[Dataset records about object locations]
━━━

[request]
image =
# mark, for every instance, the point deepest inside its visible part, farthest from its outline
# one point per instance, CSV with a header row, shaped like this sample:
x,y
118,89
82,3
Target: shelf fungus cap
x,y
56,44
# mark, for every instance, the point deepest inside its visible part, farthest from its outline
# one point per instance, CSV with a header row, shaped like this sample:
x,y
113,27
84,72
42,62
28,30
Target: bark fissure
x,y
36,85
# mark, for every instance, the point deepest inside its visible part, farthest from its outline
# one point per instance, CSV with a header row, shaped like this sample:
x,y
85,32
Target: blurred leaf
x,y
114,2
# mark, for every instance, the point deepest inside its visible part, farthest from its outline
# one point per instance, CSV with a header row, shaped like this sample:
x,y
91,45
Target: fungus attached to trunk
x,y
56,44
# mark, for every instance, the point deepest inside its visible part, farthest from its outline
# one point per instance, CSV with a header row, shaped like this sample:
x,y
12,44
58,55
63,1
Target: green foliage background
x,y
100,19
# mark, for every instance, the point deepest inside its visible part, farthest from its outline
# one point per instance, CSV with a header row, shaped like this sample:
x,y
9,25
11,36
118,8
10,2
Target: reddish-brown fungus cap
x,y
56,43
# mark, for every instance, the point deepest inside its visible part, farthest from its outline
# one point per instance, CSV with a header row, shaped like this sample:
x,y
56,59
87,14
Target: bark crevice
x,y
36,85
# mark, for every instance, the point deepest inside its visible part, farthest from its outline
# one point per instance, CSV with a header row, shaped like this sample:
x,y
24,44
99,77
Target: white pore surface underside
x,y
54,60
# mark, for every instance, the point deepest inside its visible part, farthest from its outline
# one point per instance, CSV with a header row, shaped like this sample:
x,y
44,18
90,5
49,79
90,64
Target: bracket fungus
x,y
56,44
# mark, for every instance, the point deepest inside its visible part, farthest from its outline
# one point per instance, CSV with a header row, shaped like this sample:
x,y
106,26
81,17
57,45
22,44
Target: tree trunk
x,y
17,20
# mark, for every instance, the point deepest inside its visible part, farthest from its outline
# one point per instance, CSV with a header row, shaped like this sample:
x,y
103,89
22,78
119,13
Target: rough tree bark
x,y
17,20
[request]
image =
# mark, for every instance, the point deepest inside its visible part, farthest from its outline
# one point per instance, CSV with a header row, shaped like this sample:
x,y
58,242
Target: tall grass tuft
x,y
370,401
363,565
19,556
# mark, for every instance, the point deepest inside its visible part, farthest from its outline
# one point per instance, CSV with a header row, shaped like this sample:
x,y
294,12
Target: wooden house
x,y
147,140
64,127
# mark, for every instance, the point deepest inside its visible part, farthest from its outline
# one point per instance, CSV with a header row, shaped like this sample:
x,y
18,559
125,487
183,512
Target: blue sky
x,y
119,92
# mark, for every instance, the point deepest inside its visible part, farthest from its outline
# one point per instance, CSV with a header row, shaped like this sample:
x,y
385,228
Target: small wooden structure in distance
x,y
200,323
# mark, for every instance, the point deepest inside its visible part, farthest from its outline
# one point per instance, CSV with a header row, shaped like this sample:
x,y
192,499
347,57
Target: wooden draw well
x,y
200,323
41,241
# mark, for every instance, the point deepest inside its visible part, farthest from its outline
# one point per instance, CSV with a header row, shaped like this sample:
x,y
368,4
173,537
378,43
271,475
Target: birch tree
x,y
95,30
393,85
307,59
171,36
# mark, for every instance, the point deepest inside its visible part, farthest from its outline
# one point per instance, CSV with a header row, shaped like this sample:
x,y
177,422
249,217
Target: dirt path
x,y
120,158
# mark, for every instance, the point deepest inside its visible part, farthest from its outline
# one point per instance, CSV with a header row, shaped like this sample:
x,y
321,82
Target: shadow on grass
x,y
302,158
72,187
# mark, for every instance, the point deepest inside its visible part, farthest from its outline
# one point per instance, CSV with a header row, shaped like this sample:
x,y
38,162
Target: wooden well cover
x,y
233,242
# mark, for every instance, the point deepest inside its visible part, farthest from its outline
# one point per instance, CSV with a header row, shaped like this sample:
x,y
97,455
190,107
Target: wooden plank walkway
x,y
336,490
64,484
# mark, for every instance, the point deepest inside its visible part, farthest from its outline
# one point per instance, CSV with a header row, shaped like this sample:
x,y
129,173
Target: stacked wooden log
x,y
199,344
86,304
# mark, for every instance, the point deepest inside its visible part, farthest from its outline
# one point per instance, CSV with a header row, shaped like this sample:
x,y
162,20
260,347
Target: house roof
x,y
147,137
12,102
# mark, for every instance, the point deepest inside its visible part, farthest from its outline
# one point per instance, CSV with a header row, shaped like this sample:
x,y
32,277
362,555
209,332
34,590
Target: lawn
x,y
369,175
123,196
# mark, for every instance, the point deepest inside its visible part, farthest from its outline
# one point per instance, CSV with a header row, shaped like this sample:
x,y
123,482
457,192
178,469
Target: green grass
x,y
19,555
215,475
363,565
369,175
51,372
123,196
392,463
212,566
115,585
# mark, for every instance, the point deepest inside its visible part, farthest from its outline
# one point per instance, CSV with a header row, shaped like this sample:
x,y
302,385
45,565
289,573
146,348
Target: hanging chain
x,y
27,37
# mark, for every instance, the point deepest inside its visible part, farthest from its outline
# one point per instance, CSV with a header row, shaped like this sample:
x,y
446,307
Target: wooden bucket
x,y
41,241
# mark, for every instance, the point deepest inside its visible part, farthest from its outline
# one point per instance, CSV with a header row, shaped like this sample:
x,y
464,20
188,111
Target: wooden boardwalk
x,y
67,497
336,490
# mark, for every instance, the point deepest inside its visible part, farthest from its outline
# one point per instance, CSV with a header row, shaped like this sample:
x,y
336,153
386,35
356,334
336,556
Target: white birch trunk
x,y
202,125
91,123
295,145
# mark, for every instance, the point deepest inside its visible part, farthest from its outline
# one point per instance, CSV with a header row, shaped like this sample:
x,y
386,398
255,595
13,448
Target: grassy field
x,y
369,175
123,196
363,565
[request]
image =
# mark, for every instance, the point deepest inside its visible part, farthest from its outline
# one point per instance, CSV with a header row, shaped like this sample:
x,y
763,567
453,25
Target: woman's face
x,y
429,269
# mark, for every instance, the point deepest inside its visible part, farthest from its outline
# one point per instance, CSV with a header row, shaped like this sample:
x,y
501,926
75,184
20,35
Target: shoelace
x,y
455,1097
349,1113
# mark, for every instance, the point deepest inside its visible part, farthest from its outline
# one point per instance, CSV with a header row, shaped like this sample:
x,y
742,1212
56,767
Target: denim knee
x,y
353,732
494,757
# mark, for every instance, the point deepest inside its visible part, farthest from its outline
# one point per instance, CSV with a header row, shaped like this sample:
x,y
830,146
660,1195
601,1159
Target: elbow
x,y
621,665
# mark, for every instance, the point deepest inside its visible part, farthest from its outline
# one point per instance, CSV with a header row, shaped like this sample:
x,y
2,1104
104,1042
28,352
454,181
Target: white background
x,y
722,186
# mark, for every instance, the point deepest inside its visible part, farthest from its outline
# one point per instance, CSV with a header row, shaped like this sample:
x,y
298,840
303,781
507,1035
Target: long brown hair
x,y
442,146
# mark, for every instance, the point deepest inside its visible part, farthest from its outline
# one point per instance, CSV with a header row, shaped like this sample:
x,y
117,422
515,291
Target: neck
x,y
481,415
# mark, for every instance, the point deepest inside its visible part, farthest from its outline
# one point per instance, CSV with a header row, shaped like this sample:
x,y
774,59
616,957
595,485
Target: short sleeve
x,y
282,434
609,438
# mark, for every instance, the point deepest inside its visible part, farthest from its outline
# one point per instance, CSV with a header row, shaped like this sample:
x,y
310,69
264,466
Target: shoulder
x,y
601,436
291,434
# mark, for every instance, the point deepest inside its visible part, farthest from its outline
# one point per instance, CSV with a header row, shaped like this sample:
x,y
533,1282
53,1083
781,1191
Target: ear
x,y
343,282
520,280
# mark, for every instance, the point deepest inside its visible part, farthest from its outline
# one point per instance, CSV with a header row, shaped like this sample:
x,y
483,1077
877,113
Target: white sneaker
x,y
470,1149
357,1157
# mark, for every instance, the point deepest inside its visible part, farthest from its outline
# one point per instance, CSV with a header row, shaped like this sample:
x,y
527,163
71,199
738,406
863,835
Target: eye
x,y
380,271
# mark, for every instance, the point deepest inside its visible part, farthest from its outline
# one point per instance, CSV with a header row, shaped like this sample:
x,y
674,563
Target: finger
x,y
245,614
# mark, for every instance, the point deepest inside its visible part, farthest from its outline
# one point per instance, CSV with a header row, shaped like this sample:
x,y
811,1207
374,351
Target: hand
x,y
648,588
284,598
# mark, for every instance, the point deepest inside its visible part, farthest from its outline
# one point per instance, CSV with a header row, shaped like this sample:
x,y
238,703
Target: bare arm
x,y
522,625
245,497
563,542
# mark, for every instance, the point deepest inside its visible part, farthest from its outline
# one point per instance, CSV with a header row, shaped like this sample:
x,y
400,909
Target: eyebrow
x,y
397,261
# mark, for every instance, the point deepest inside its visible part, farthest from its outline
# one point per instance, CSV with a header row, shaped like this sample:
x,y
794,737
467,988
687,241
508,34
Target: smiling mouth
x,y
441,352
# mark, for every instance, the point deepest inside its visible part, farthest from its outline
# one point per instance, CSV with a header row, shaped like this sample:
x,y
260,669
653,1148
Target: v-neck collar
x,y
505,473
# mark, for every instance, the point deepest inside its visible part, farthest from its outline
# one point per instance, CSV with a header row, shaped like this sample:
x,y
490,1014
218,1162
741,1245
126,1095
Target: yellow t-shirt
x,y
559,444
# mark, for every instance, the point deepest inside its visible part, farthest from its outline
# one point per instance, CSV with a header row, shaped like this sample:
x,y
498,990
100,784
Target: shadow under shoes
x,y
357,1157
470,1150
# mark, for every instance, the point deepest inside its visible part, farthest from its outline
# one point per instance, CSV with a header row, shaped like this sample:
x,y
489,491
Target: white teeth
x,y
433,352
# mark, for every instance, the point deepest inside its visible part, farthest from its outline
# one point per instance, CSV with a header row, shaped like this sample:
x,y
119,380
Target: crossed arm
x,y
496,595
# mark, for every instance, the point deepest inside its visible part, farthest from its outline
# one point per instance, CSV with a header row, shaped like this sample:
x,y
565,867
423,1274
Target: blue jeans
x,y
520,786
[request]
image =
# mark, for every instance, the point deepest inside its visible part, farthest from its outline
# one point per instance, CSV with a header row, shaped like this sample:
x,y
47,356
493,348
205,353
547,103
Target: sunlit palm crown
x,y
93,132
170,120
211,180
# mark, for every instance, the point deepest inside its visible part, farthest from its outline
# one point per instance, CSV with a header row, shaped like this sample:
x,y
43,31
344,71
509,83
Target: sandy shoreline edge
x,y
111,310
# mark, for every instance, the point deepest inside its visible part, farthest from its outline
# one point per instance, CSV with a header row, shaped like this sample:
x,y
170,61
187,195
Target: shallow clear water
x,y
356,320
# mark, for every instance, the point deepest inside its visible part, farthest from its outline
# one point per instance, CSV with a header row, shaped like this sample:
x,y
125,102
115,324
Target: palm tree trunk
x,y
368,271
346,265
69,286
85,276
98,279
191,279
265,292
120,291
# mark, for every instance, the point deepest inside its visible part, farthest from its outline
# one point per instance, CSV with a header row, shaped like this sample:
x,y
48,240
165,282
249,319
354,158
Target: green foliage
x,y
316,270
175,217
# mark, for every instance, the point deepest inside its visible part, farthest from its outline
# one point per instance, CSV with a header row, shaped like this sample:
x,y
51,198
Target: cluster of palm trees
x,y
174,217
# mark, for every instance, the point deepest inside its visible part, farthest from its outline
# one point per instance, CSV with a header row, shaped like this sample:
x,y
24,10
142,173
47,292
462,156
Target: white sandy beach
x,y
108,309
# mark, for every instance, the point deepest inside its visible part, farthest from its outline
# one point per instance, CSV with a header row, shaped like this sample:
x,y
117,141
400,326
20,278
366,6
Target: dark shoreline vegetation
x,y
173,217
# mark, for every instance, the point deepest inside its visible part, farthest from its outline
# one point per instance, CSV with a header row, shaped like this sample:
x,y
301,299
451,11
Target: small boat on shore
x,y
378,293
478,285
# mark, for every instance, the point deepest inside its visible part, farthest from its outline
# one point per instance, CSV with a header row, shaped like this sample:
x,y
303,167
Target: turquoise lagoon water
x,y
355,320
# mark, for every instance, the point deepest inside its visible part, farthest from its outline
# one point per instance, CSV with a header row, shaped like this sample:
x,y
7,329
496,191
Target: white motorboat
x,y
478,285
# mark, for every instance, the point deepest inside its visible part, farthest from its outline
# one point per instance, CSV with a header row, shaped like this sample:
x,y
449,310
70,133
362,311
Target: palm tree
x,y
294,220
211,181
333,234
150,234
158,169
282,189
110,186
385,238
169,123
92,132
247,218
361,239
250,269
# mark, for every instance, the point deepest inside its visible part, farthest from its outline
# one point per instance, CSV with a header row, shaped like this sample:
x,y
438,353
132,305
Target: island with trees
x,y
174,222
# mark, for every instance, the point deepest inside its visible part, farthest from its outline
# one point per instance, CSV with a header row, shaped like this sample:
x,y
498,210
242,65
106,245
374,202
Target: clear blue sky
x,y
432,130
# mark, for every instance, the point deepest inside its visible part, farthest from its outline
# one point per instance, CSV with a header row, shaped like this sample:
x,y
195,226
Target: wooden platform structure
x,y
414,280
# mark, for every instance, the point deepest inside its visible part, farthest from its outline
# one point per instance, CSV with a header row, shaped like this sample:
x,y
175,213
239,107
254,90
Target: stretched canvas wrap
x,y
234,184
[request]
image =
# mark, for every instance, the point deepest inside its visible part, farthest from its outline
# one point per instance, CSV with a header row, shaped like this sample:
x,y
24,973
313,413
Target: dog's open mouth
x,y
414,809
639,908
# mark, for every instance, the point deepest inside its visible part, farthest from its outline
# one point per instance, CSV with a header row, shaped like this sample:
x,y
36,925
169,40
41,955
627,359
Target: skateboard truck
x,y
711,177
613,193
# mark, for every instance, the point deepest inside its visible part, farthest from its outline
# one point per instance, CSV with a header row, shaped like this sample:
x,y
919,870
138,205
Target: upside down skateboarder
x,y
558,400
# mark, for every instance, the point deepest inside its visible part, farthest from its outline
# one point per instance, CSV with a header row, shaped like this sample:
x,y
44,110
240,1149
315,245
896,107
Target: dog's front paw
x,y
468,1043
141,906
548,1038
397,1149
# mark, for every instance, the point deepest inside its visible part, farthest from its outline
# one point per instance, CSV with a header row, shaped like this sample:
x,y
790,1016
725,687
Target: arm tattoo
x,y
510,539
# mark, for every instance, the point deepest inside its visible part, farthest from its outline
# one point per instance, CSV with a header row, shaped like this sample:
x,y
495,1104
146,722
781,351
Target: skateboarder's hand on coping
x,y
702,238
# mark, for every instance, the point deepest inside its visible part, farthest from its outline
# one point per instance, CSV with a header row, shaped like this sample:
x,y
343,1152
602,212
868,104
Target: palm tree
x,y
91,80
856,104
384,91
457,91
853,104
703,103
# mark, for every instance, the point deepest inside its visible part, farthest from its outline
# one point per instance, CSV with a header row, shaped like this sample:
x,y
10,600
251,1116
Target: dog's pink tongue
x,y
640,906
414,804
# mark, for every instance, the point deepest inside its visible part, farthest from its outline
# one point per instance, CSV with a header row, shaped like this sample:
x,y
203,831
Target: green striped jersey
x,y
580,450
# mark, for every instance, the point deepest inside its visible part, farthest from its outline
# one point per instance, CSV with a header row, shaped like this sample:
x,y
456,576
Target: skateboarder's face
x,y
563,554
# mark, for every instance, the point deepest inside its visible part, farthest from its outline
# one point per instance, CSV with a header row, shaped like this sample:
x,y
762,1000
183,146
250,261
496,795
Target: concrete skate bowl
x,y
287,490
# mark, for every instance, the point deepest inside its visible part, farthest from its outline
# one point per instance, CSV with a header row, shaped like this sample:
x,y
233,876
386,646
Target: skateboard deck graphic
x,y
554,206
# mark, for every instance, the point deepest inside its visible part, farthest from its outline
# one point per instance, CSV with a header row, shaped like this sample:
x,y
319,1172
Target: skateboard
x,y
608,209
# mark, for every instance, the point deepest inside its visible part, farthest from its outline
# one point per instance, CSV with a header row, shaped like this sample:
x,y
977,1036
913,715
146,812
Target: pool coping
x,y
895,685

━━━

▶ _Prompt_: Copy every line of the items above that contains the word "hand".

▶ _Result for this task_:
Target: hand
Target: skateboarder's hand on coping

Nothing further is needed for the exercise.